**TO DO**
Rewrite the material below with "manhole cover" changed to "drain grate" and everything else left as it is. Omit the pictures from your answer.

**RAW RECORDS**

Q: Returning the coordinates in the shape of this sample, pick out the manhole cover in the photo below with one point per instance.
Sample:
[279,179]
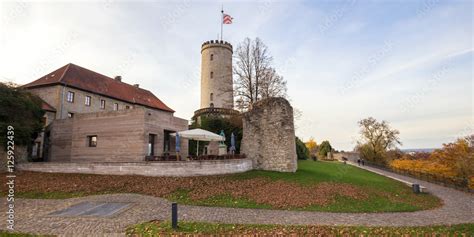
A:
[97,209]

**TASK OUTPUT**
Q: Returning the coordinates in the shape of this sample, pick out the drain grate in the photo below with one point per instance.
Sample:
[279,179]
A:
[97,209]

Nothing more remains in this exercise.